EXTRAIT DU DOCUMENT>

□ □ □ □

Tiens, un film invisible - censure justifiée ?

5 octobre 2024


compétition victimaire et vieilles rancunes


Il semble qu'on veuille interdire aux serbes de faire un film sur les camps de la mort croates de la seconde guerre mondiale, parce que depuis, ils ont commis des crimes de guerre contre les bosniaques. Sans entrer dans les détails de cette manière raciste de raisonner qui attribue des responsabilités collectives en mettant tout un peuple dans le même sac (des deux côtés), ça reviendrait à interdire aux israéliens de réaliser un , ou des dizaines , de films sur les camps de la mort allemands parce que depuis, ils auraient commis des crimes contre l'humanité envers un autre peuple. Heureusement, ça n'a jamais été le cas. Et puis, en tant que perdants, les allemands se chargent depuis d'entretenir la mémoire de leurs fautes. Une mémoire collective, raciste, qui n'entre pas dans les détails de tous ces notables qui sont restés au pouvoir après la guerre (à l'exception d'un film - et on a aussi vu quelques films sur la résistance allemande). Une mémoire pénitentielle assez tardive aussi, à grands renforts de documentaires sur Arte, on dirait - alors que les japonais, pas trop portés sur la pénitence (pourtant si pétris de contrition!), mais probablement sous forte influence de leurs nouveaux maîtres US, ont inclus dans leur importante production cinématographique de l'après-guerre de nombreux films antimilitaristes (et pas des moindres, même s'ils sont massivement ignorés en occident).

□ □ □ □

JEU DE DONNÉES>
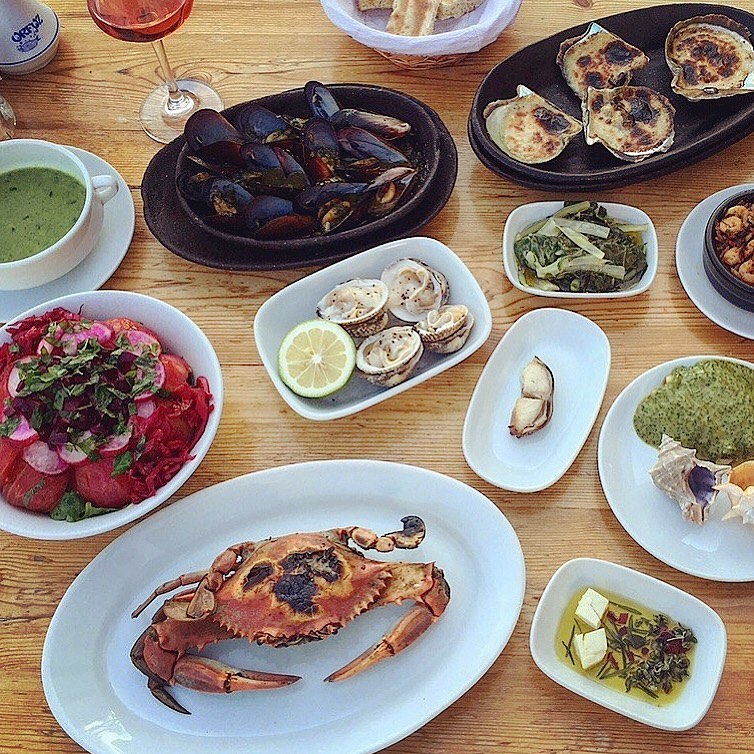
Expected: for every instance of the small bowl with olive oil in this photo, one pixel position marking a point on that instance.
(52, 212)
(662, 651)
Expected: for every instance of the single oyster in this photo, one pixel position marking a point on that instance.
(446, 329)
(534, 408)
(387, 358)
(600, 59)
(359, 306)
(710, 57)
(415, 289)
(529, 128)
(741, 502)
(692, 483)
(632, 122)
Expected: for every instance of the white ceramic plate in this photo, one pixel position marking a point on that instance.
(718, 550)
(102, 701)
(707, 663)
(526, 214)
(689, 255)
(178, 335)
(100, 264)
(298, 302)
(578, 354)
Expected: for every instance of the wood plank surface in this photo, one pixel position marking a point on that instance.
(89, 96)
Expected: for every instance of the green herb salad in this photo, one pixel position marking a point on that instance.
(581, 249)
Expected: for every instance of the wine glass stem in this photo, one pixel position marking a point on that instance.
(177, 102)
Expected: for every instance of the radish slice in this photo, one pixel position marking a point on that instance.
(41, 457)
(116, 443)
(159, 381)
(24, 433)
(140, 341)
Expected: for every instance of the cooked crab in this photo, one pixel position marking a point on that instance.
(284, 591)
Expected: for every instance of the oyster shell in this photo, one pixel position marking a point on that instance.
(358, 305)
(691, 482)
(600, 59)
(529, 128)
(414, 289)
(710, 57)
(632, 122)
(534, 408)
(387, 358)
(446, 329)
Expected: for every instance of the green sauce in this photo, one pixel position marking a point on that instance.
(38, 206)
(708, 406)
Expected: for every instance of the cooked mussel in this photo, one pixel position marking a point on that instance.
(213, 138)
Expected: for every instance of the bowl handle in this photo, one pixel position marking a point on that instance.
(105, 187)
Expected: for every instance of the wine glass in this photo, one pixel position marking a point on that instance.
(166, 109)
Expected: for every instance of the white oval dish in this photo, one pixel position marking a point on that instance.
(527, 214)
(179, 335)
(707, 664)
(577, 352)
(689, 254)
(298, 302)
(103, 703)
(717, 550)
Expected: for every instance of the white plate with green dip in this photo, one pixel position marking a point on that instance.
(717, 550)
(106, 256)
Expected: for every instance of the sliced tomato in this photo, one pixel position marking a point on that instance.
(30, 489)
(94, 482)
(177, 371)
(9, 454)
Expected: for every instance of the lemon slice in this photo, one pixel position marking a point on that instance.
(316, 358)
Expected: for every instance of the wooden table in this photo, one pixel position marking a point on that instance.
(90, 96)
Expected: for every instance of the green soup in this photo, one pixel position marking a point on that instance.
(38, 206)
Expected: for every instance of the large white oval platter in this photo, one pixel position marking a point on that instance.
(577, 352)
(718, 550)
(102, 701)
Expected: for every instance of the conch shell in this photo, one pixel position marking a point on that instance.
(692, 483)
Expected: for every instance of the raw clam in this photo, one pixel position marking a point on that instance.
(415, 289)
(710, 57)
(534, 408)
(389, 357)
(692, 483)
(446, 329)
(359, 306)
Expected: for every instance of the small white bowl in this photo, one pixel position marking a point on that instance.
(578, 353)
(60, 258)
(180, 336)
(527, 214)
(298, 302)
(707, 663)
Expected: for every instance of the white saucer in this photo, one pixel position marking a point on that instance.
(105, 258)
(689, 252)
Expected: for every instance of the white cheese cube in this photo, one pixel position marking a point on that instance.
(590, 648)
(591, 608)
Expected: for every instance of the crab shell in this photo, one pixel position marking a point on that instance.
(447, 329)
(691, 482)
(359, 306)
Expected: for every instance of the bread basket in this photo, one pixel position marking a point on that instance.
(451, 41)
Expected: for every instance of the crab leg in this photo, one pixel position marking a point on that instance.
(409, 581)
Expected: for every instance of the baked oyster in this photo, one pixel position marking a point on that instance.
(414, 289)
(692, 483)
(529, 128)
(632, 122)
(446, 329)
(598, 58)
(710, 57)
(389, 357)
(359, 306)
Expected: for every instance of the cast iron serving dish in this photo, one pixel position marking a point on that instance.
(178, 225)
(702, 128)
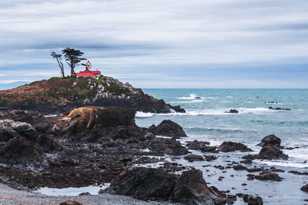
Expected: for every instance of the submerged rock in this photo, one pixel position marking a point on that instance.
(168, 128)
(233, 146)
(305, 188)
(63, 94)
(232, 111)
(268, 176)
(167, 146)
(194, 157)
(197, 145)
(271, 140)
(156, 184)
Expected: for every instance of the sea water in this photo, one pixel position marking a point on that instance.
(206, 120)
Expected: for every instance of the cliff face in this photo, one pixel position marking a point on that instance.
(60, 95)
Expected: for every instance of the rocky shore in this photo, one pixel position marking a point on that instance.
(58, 95)
(100, 144)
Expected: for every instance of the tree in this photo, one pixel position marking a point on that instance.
(58, 57)
(72, 57)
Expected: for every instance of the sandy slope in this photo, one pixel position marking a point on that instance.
(9, 196)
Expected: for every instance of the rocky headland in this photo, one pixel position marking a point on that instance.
(63, 94)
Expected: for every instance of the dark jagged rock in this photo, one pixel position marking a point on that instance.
(270, 153)
(279, 108)
(61, 95)
(232, 111)
(193, 157)
(70, 202)
(197, 145)
(144, 183)
(271, 149)
(233, 146)
(168, 128)
(191, 189)
(167, 146)
(271, 140)
(156, 184)
(268, 176)
(252, 200)
(305, 188)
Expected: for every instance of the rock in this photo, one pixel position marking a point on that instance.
(70, 202)
(20, 150)
(167, 146)
(232, 111)
(212, 149)
(191, 189)
(268, 176)
(271, 152)
(63, 94)
(210, 157)
(156, 184)
(252, 200)
(271, 140)
(144, 183)
(305, 188)
(193, 157)
(279, 108)
(197, 145)
(233, 146)
(168, 128)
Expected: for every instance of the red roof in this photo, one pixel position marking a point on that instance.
(88, 73)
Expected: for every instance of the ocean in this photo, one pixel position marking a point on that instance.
(206, 120)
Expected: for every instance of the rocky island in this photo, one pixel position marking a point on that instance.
(58, 95)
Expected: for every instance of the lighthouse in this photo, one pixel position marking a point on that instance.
(88, 72)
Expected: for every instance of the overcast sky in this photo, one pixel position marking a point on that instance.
(161, 43)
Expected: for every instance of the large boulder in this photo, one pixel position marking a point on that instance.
(156, 184)
(167, 146)
(145, 184)
(271, 152)
(271, 140)
(197, 145)
(86, 118)
(233, 146)
(63, 94)
(191, 189)
(168, 128)
(20, 150)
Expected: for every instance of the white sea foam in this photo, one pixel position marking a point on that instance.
(191, 97)
(140, 114)
(284, 163)
(71, 191)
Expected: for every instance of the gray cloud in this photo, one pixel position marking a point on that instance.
(123, 34)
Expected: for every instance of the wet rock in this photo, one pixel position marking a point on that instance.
(252, 200)
(211, 149)
(167, 146)
(172, 167)
(168, 128)
(197, 145)
(232, 111)
(268, 176)
(271, 152)
(156, 184)
(191, 189)
(144, 183)
(305, 188)
(279, 108)
(193, 157)
(70, 202)
(20, 150)
(271, 140)
(233, 146)
(210, 157)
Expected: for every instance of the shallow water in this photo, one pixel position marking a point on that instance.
(206, 120)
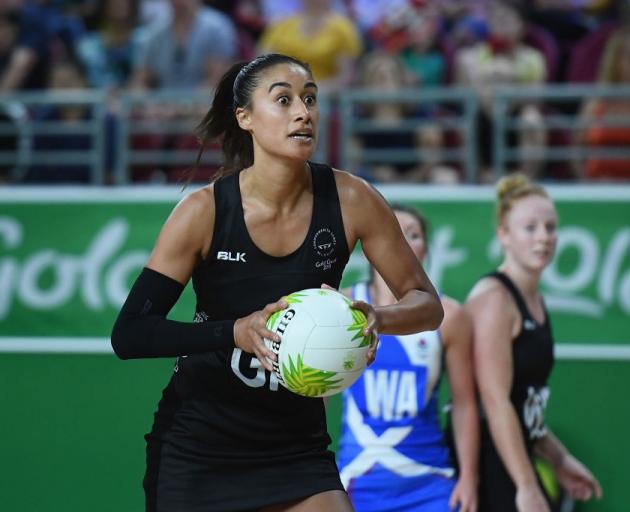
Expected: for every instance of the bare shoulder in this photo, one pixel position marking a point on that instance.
(199, 203)
(452, 308)
(491, 300)
(487, 289)
(186, 234)
(351, 188)
(359, 199)
(456, 324)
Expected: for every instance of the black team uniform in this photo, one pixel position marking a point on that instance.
(532, 353)
(227, 436)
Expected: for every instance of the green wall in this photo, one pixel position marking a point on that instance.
(72, 424)
(72, 429)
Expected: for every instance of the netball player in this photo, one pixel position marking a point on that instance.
(513, 352)
(392, 452)
(226, 436)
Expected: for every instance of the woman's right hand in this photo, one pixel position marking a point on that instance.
(251, 331)
(531, 499)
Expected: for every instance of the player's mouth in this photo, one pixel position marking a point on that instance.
(305, 135)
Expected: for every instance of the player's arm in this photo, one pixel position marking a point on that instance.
(495, 322)
(142, 329)
(367, 217)
(456, 332)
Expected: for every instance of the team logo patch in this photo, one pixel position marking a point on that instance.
(324, 242)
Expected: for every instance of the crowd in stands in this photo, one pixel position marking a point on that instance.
(380, 45)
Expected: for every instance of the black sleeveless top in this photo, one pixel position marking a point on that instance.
(532, 354)
(223, 404)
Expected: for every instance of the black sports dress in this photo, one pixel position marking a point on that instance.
(226, 435)
(532, 353)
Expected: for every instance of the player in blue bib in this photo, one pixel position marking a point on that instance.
(392, 451)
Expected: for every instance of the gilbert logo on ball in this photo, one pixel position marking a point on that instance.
(323, 350)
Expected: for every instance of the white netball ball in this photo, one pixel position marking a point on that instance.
(323, 350)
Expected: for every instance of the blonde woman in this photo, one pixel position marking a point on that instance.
(513, 355)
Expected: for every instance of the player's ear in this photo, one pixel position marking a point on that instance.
(243, 118)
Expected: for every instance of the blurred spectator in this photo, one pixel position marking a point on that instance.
(505, 60)
(45, 33)
(329, 42)
(9, 29)
(108, 53)
(368, 13)
(191, 48)
(26, 64)
(384, 72)
(65, 74)
(275, 10)
(614, 70)
(569, 21)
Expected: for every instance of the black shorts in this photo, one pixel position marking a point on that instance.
(179, 480)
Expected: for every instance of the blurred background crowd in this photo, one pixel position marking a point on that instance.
(109, 91)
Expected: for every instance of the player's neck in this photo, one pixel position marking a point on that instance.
(525, 280)
(278, 186)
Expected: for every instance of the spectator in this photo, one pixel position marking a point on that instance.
(191, 48)
(383, 72)
(108, 53)
(65, 74)
(505, 60)
(328, 41)
(45, 33)
(614, 70)
(414, 32)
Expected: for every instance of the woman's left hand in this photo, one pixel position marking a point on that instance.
(578, 481)
(464, 496)
(371, 327)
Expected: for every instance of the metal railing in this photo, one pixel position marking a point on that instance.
(560, 106)
(36, 121)
(170, 117)
(167, 120)
(449, 109)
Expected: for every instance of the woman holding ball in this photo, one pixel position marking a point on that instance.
(392, 452)
(226, 436)
(513, 354)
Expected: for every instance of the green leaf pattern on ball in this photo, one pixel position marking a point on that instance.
(307, 381)
(359, 321)
(293, 298)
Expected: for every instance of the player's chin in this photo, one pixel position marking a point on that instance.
(301, 147)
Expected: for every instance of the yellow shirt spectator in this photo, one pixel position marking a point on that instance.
(323, 47)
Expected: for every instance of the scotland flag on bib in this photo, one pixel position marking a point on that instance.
(392, 455)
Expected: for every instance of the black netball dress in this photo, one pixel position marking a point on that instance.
(532, 354)
(226, 435)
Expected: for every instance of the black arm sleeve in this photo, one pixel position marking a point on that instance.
(142, 330)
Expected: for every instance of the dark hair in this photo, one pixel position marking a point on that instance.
(235, 90)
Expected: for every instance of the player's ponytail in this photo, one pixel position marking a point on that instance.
(220, 123)
(511, 188)
(235, 90)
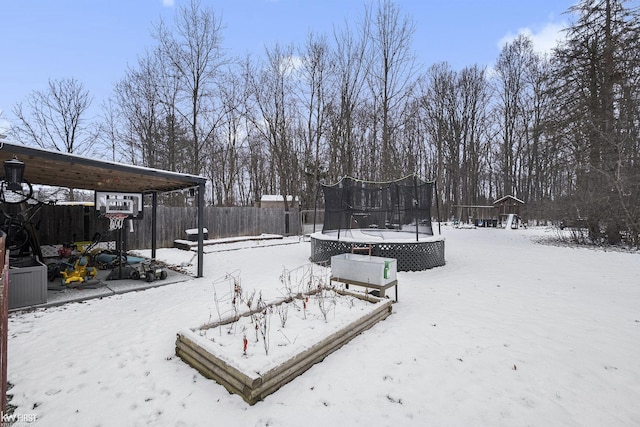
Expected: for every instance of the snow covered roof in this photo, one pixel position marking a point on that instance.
(47, 167)
(277, 198)
(502, 199)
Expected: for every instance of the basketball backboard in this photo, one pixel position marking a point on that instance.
(130, 204)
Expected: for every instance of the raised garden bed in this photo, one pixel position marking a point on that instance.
(252, 354)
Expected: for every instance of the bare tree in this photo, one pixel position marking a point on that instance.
(194, 53)
(56, 118)
(351, 61)
(313, 91)
(513, 90)
(392, 78)
(272, 110)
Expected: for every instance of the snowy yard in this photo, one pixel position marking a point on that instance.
(509, 332)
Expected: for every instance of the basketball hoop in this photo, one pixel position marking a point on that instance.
(116, 220)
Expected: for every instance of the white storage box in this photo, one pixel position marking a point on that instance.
(364, 268)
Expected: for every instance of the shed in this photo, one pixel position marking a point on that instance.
(277, 201)
(508, 205)
(55, 168)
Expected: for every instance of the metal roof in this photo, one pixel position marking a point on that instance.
(55, 168)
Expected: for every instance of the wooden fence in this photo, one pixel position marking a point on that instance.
(59, 224)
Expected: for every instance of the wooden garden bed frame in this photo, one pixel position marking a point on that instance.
(255, 388)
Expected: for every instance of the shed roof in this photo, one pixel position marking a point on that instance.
(55, 168)
(505, 198)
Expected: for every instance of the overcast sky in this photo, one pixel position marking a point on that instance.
(93, 41)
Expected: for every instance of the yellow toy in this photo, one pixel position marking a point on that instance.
(79, 272)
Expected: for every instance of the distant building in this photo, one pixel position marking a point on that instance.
(277, 201)
(494, 215)
(508, 205)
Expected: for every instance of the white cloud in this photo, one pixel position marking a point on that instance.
(544, 39)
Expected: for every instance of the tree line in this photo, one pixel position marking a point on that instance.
(559, 130)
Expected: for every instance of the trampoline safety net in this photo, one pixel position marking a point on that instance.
(401, 205)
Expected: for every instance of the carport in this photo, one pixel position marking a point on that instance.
(54, 168)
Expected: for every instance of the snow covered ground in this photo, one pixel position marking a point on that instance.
(510, 332)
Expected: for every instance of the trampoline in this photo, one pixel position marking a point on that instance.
(387, 219)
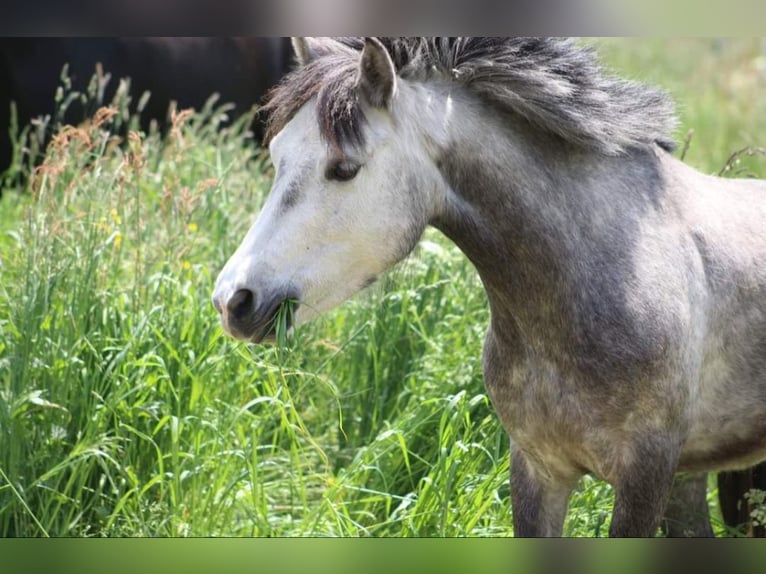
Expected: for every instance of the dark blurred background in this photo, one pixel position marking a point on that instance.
(186, 70)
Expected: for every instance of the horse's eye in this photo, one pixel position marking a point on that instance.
(342, 170)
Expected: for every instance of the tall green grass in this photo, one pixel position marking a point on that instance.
(124, 411)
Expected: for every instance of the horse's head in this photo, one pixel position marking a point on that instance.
(342, 209)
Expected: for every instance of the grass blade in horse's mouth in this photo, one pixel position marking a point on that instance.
(283, 320)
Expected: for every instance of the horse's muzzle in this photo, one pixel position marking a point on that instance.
(248, 317)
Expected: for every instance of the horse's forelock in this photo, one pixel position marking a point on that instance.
(556, 84)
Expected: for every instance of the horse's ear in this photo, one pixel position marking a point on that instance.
(307, 49)
(377, 75)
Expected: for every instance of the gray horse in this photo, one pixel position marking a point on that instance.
(627, 290)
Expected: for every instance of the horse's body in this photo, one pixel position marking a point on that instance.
(627, 290)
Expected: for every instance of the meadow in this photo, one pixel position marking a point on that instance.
(125, 411)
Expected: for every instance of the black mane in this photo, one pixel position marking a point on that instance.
(556, 84)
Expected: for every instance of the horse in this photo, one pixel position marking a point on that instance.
(627, 332)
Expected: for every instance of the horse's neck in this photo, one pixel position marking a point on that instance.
(529, 209)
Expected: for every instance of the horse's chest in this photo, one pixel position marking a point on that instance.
(546, 418)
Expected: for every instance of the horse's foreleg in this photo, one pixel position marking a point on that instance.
(539, 506)
(643, 488)
(687, 513)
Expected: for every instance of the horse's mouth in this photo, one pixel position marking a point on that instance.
(280, 322)
(265, 324)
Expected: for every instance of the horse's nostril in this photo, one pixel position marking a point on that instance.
(240, 304)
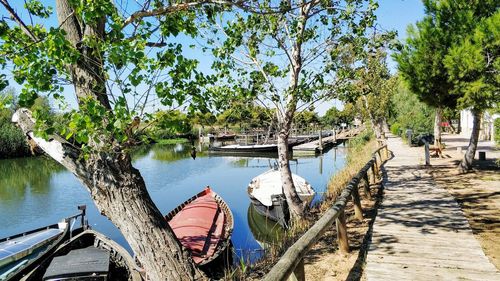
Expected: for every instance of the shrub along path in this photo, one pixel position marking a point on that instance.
(420, 232)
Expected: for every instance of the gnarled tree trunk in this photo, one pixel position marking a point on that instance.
(119, 192)
(118, 189)
(466, 163)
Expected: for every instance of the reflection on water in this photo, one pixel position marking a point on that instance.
(264, 230)
(25, 175)
(37, 191)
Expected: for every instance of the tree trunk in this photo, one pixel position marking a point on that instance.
(119, 192)
(437, 126)
(295, 205)
(118, 189)
(376, 123)
(466, 163)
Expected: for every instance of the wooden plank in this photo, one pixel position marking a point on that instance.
(420, 232)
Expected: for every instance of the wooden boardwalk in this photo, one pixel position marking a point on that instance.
(420, 232)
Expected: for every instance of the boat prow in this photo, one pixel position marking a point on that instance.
(266, 194)
(203, 224)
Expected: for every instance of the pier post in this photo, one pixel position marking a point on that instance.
(342, 233)
(299, 273)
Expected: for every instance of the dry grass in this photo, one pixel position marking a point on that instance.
(357, 158)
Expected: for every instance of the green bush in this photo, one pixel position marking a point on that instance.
(497, 130)
(361, 139)
(396, 129)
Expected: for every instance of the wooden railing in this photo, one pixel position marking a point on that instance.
(291, 264)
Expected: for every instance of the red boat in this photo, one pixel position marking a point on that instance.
(203, 224)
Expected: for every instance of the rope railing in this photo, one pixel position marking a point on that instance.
(291, 264)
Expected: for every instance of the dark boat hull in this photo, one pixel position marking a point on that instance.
(122, 265)
(32, 247)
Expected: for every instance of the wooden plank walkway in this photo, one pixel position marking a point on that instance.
(315, 147)
(420, 232)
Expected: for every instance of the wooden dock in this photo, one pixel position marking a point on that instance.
(318, 145)
(420, 232)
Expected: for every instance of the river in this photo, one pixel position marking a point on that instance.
(37, 191)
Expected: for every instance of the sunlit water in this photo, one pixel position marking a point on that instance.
(37, 191)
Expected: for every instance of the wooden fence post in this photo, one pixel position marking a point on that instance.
(358, 210)
(342, 233)
(374, 173)
(299, 273)
(366, 186)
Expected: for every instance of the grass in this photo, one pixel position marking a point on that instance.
(172, 141)
(360, 152)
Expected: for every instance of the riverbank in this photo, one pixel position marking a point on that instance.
(359, 153)
(476, 193)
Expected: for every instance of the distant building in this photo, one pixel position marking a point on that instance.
(487, 129)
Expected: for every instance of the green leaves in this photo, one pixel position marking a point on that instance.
(432, 48)
(473, 65)
(36, 8)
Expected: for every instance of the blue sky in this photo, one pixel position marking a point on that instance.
(391, 15)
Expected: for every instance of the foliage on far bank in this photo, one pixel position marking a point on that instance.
(12, 140)
(360, 152)
(407, 112)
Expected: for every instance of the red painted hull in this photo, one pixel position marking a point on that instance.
(203, 225)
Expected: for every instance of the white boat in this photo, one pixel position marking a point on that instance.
(266, 193)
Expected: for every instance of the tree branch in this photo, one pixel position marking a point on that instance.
(22, 25)
(56, 147)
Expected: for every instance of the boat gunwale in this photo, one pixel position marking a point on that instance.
(225, 241)
(117, 252)
(51, 248)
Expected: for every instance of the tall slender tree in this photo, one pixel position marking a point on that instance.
(288, 60)
(474, 67)
(374, 85)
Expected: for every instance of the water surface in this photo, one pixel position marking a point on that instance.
(37, 191)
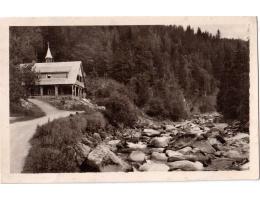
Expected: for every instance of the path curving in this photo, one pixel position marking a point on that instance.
(22, 132)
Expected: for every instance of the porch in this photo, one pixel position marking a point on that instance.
(59, 90)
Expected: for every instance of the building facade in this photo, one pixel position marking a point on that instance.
(59, 78)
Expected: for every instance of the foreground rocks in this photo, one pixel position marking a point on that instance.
(194, 145)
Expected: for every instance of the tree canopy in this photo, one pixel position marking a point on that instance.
(169, 68)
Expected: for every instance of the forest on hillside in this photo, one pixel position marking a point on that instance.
(168, 71)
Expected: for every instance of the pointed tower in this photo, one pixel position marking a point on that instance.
(48, 57)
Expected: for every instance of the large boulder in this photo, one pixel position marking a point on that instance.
(186, 165)
(102, 156)
(82, 152)
(169, 127)
(151, 132)
(221, 164)
(204, 146)
(152, 166)
(171, 153)
(183, 140)
(159, 156)
(137, 156)
(160, 142)
(235, 155)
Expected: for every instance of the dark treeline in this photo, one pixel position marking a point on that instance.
(170, 71)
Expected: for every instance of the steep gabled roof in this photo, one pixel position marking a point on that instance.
(72, 68)
(48, 55)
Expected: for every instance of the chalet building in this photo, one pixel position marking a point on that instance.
(59, 78)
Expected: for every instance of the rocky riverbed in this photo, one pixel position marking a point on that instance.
(199, 144)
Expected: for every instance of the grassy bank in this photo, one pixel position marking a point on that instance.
(20, 113)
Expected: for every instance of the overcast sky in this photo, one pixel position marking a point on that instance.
(227, 31)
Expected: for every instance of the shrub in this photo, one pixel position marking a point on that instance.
(52, 144)
(50, 160)
(119, 110)
(16, 109)
(156, 107)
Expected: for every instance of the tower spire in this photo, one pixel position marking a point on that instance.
(48, 57)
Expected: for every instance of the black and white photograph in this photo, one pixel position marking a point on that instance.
(131, 98)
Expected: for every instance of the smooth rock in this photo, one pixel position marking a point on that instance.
(160, 141)
(245, 166)
(204, 146)
(82, 152)
(186, 165)
(151, 166)
(169, 127)
(151, 132)
(101, 155)
(221, 164)
(159, 156)
(113, 144)
(159, 150)
(138, 145)
(171, 153)
(234, 154)
(184, 140)
(185, 150)
(137, 156)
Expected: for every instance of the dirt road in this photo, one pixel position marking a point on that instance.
(22, 132)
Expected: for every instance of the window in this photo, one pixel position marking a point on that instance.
(79, 78)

□ □ □ □

EXERCICES À FAIRE>
(1) Dans le billet sur le film serbe qu'on voudrait interdire, trouvez les réponses suivantes :
(a) Quelle date figure en tête du billet ?
(b) Sur quelle chaîne passent les documentaires qui accompagnent la mémoire pénitentielle des Allemands ?
(c) Quel genre de films les Japonais ont-ils inclus dans leur production cinématographique de l'après-guerre ?
(2) Reprenez le billet sur le film serbe qu'on voudrait interdire à partir de sa dernière phrase et poursuivez-le.
Ce matériel provient d'une autre source.

RÉPONSES DANS L'ORDRE>
(1)
(a) Le 5 octobre 2024.
(b) Arte.
(c) De nombreux films antimilitaristes.

(2)
Dara de Jasenovac a été proposé par la serbie aux Oscars hollywoodiens. On peut supposer que quel que fut le résultat, les autorités serbes espéraient au moins que cela ferait parler du film "à l'international", ou lui ouvrirait les portes de la distribution dans d'autres pays.

Je suppose que les règles de cette compétition interdisaient aux décideurs de refuser une candidature - un film par pays, choisi par ce pays. On ne va pas reprocher aux serbes d'avoir tiré parti de cette particularité, qui tend à laisser penser que les USA se prennent pour les arbitres de l'art international. En plus d'être la police du monde.

Et dans le pire des cas, ça aura permis aux autorités serbes de jouer les ostracisées sur la "scène internationale". Pas si sûr, puisque logiquement il n'a pas été fait de publicité sur cette mise à l'écart. Il semble que la démarche ait surtout confirmé leur statut de persona non grata, et puisse éventuellement servir leur politique intérieure. Le film n'a bien sûr eu aucun droit de cité dans ces festivals arbitres du bon goût et de la morale que sont cannes & Cie.

Le résultat ne peut être qualifié que d'omerta. Omerta sur les crimes des oustachis, ces fascistes croates qui ont profité de la politique d'extermination nazie pour régler leurs propres comptes avec les ethnies qui ne leur plaisaient pas.

Chapeau bas les arbitres de la morale.



Ceci étant considéré, on peut considérer les débats subsidiaires sur l'art et la représentation du mal comme des excuses, des parures idéologiques masquant les calculs politiques.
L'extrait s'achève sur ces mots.